* [Things to do]:
1. In the passage below on depression and talking to oneself, what name does Siegel give to the map of relationship?
2. Continue the passage below on depression and talking to oneself, picking up after its final sentence.

Start of Document excerpt

The Need for Connection
Depression tends to break that whole person into unrelated parts that don’t match up comfortably. We can see a self there, but we don’t like what we see. The internal talk becomes abusive, and we can’t attune with who we are.
As Siegel puts it in Mindsight, we have no “me-map.” No surprise, then, that we can’t attune with others and create what Siegel calls the “we-map” of relationship.
Talking to myself has been a healthier and more cheerful experience as I’ve been learning how to live well again. I’ve also come a long way in talking to my partner and lots of other people as well.
I never used to articulate the everyday moments, impressions, reactions that make up the day because they seemed pointless, or worse – more of the gray background of depression. I had a hard time connecting in this simple way.
Talking to myself is often a rehearsal for talking to another person, but most of the time, I need it to connect with myself. Perhaps it’s a way to give voice to all the feelings and impulses I have and help them hold together.
Who do you talk to when you talk to yourself?
Berty says
I agree with most of the people who have commented above. Talking can make your life a lot easier. It helps in taking out the negative emotions which could be hurting you.
Steven says
You are right!
Talking to one ownself can help a lot. Even if it does not do anything else, it definitely helps in venting out the feeling of anxiety and frustration. After getting these feelings out, you can actually feel relaxed.
Tony Giordano says
Excellent analysis and insights John! I share a lot of your experiences, but I’ve always viewed the talking to myself as kind of pathological, not therapeutic. I suppose it can be helpful.
I grew up pretty emotionally isolated from my parents and 2 sisters– I rarely shared my thoughts and never my feelings. So I made a habit of sharing with myself. For me the process of thinking was having this inner conversation. It was like I was narrating something for– I don’t know who. I still do it, at least when I’m not talking to my parakeet!
big_C says
Hey John.
( -_-)7 *salutes*
be blessed.
Donna-1 says
I come from a long line of self-talkers…at least they talked out loud to themselves. I don’t talk out loud to myself but I do find it difficult to turn off the constant inner conversations. For me, they are more like rehearsals of what I want to tell other people so I will “get it right.”

End of Document excerpt
Start of Input data

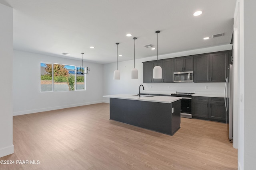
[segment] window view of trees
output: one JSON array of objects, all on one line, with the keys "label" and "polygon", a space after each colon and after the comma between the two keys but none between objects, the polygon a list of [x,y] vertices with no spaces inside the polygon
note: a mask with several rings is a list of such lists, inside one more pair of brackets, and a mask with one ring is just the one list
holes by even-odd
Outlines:
[{"label": "window view of trees", "polygon": [[75,71],[75,66],[41,63],[41,91],[57,92],[84,90],[84,75],[76,75]]}]

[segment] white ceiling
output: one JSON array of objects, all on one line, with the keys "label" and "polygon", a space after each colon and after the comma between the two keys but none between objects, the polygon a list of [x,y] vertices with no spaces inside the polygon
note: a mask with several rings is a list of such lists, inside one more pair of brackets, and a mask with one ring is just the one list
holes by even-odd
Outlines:
[{"label": "white ceiling", "polygon": [[[99,63],[230,44],[235,0],[0,0],[14,8],[15,49]],[[193,16],[198,10],[199,16]],[[212,38],[212,35],[224,36]],[[126,36],[127,33],[131,37]],[[208,40],[203,40],[210,37]],[[94,49],[90,46],[95,47]],[[61,54],[71,54],[64,56]]]}]

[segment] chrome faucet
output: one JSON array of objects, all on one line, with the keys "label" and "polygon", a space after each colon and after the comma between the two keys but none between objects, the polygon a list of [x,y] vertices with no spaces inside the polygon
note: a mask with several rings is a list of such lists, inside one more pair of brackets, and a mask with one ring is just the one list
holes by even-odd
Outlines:
[{"label": "chrome faucet", "polygon": [[142,88],[143,88],[143,90],[145,90],[144,89],[144,86],[143,85],[140,84],[140,87],[139,88],[139,97],[140,97],[140,86],[142,86]]}]

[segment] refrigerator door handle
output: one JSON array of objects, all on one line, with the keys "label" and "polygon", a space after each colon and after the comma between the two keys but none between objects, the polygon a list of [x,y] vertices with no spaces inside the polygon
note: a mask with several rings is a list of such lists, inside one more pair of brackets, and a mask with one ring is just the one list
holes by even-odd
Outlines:
[{"label": "refrigerator door handle", "polygon": [[227,106],[227,102],[226,101],[226,89],[227,87],[227,84],[228,84],[228,78],[226,79],[226,82],[225,83],[225,88],[224,89],[224,98],[225,101],[225,108],[226,108],[226,111],[228,111],[228,107]]}]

End of Input data

* [Responses to the exercise]:
1. The "we-map."

2.
MJ says
Alright! I am a lifetime “talker to myself-er” though as an only child maybe I did this at first just to have company that wasn’t a parent. I still do it as a way to think – me and my brain.
I totally agree that it is a sign of sanity….
A Place of Hope for PTSD says
this is a great blog, keep the posts coming!
Wendy Love says
Yes, I talk to myself. I think that in some ways talking to yourself is a sign of sanity not insanity. For when I talk to myself I am usually correcting a wrong thought (“no, you are not a failure Wendy!”) which means I am aware that my thoughts need correcting and so it is a good thing.
When I was a teacher I used to teach lessons in my head before presenting them. This was a great exercise for me. It was preparation.
Other times I talk to myself to simply calm myself. “You are going to be okay Wendy. You are just tired. This is not a major depressive episode, you are just tired. So go to bed, rest, watch some mindless TV and try again tomorrow.”
So, talking is correction, preparation, and therapy. What a cheap way to accomplish those things. No trips to the gym or to the psychiatrist. No lengthy phone calls to friends looking for advice. Just simple self-talk – works for me!
Janet Singer says
What a wonderful post, giving me lots to think (and talk 🙂 ) about. I talk to myself often, sometimes out loud, and for me, it seems to be a way to organize my thoughts a nd determine if what I’m saying “sounds right” or would make sense to others. When I write, I often reread my writing out loud, just to hear how it sounds. Often, that will bring about changes. So when I talk to myself, I do believe I’m talking to me, with the purpose of “preparing” my thoughts for the outside world.